:: Input material ::
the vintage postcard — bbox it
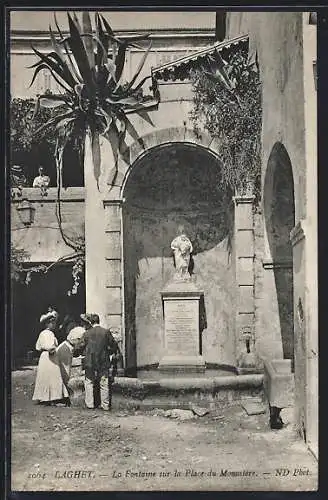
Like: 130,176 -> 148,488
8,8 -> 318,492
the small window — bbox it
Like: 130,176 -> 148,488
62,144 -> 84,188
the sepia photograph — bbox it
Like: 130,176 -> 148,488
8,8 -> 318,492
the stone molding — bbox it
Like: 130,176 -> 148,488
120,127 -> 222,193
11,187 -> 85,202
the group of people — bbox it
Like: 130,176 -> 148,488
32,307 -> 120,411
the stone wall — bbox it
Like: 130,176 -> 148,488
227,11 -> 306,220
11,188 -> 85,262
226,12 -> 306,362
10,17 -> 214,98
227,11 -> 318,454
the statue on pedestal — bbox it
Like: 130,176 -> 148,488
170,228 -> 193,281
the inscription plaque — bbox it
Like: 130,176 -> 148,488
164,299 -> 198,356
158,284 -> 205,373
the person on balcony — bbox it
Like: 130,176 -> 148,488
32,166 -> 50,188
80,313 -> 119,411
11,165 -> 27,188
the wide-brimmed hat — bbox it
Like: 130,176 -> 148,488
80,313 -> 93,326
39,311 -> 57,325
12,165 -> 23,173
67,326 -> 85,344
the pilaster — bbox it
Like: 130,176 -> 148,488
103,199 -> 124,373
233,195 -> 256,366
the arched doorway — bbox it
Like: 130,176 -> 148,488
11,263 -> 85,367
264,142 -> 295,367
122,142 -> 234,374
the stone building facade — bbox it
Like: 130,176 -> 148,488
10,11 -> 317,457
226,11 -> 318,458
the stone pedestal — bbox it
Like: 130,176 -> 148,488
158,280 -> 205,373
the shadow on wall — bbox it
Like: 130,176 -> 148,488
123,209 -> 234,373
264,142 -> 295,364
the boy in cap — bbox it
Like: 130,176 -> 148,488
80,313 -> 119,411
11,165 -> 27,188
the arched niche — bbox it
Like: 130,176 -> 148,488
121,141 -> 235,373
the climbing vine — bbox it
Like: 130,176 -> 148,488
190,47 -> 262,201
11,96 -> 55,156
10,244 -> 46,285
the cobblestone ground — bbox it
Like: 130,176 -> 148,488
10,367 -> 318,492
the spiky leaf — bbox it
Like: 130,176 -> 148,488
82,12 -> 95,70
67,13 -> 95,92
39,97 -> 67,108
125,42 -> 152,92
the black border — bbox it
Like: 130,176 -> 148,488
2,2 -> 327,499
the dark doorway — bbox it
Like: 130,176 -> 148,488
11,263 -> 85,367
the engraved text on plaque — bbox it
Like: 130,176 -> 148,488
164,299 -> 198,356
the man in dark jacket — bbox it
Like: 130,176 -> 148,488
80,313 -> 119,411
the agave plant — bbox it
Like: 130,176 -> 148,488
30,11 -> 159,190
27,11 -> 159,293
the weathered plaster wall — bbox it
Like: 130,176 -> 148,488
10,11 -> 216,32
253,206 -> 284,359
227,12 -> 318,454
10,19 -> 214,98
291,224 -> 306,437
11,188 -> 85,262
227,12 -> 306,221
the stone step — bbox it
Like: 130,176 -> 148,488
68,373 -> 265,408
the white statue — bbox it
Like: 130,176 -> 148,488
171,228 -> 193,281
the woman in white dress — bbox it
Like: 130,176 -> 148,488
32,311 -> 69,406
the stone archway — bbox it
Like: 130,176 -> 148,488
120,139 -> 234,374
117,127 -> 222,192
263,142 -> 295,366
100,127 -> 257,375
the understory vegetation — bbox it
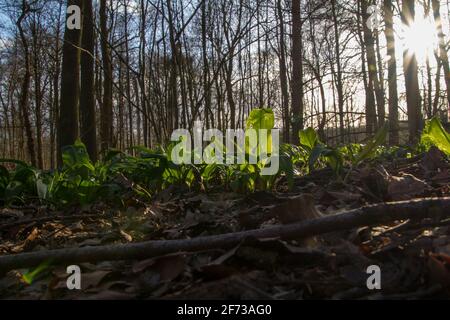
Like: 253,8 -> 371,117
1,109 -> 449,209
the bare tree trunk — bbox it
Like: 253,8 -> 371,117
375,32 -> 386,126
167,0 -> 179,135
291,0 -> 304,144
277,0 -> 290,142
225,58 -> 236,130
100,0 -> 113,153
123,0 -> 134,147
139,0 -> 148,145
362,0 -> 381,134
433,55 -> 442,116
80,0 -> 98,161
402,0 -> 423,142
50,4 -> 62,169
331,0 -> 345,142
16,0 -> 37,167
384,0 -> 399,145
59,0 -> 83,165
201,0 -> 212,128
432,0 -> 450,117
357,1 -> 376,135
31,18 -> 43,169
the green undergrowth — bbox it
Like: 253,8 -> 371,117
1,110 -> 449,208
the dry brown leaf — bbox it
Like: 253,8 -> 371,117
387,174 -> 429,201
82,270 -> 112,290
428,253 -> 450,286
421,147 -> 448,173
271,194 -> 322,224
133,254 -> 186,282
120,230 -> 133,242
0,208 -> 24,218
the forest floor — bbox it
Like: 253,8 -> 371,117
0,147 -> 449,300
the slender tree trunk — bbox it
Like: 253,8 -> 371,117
:::
▶ **Work instruction**
Each line holding the word "white" must be copied from the data.

▶ **Answer section**
the white statue — bbox it
the woman in white dress — bbox it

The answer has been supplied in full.